▶ _Text to read_
No, this isn't a relic from Titanic, rather a submersive 4 GB waterproof USB stick that Captain Nemo is jonesing for.

Hi everyone, I’m Lee Moore AKA ectopunk, and today I have the pleasure of sharing with you an interview of Derrick Culligan, an artist who has created a number of Steampunk inspired objects that you may have seen recently. I felt compelled to reach out to him to find out more about his creations. You’ll get a couple of images that aren’t at Etsy, and you’ll find out what steamy creations he has in store for the future.

ectopunk: Derrick, thanks for spending some time with us today. What are some of your favorite Steampunk stories? What I’d really like to know if there was a particular book or short story that captured your imagination or sparked your creativity.

Derrick Culligan: I’m not really into the literature too much. I enjoy the art, cool contraptions, jewelery and of course creating. I got really motivated after my wife turned me on to images of jewelery and sculpture.

ectopunk: What I’ve seen of your work has been at Etsy, and it appears to be primarily pendants. Are pendants easiest to make over some other type of jewelry? You’ve had a couple of USB sticks converted to the steamy variety, so I wonder if you go with your inspiration of if you have a technical reason.

Derrick: As far as jewelery goes I like the pendants because anyone can enjoy them. Rings have to be the right size and who really wears cuff links? I’ll usually make pendants while I’m waiting on parts for a thumb drive or just thinking about how to engineer something on one. I have pendants I can sell for $15.00 and up so anyone can have a unique piece of my work even if a $100.00 plus piece is out of their range.

▶ _Work instructions_
[1] According to the interview, what is the starting price of the pendants Derrick sells?
[2] Extract the part of the interview from "No, this isn't" to "for the future.".

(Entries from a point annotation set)
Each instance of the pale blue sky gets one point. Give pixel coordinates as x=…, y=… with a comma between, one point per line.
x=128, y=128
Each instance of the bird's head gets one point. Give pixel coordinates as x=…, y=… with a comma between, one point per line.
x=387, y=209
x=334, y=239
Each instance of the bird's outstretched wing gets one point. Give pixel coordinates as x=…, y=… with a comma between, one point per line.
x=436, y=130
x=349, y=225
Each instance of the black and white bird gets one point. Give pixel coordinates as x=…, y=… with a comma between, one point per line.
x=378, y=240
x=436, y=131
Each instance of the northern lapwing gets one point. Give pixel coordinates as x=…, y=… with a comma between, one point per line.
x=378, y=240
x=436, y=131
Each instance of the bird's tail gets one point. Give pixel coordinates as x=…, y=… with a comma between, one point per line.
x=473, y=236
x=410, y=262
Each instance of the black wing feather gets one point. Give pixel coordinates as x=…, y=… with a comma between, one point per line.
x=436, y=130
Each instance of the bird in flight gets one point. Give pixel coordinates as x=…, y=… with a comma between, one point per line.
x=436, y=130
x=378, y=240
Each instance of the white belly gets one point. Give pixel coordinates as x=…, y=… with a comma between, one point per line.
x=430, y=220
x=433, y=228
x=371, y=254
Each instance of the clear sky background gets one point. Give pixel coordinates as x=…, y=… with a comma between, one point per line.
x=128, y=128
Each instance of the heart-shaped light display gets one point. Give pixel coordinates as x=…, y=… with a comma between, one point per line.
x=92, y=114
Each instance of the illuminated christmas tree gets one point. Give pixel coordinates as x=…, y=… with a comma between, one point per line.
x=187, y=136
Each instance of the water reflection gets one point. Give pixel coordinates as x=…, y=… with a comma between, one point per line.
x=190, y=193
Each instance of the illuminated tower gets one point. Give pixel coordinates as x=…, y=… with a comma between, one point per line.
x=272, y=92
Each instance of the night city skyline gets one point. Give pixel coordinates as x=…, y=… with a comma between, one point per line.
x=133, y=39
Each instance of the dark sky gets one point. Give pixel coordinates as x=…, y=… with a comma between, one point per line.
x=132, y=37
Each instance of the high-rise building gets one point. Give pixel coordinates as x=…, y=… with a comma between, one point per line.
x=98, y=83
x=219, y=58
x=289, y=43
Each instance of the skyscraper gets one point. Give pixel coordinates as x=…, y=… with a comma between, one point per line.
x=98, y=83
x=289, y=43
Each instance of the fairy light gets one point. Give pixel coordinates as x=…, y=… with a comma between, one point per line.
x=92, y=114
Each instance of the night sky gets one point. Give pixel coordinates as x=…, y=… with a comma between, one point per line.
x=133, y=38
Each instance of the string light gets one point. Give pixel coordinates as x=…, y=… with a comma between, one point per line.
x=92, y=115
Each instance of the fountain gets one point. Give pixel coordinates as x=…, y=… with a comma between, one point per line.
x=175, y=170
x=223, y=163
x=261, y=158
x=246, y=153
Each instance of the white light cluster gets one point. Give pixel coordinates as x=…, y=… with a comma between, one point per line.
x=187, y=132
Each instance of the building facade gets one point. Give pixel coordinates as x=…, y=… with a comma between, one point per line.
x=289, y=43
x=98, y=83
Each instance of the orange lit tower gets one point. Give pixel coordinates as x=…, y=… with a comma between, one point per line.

▶ _Outputs_
[1] $15.00

[2]
No, this isn't a relic from Titanic, rather a submersive 4 GB waterproof USB stick that Captain Nemo is jonesing for.

Hi everyone, I’m Lee Moore AKA ectopunk, and today I have the pleasure of sharing with you an interview of Derrick Culligan, an artist who has created a number of Steampunk inspired objects that you may have seen recently. I felt compelled to reach out to him to find out more about his creations. You’ll get a couple of images that aren’t at Etsy, and you’ll find out what steamy creations he has in store for the future.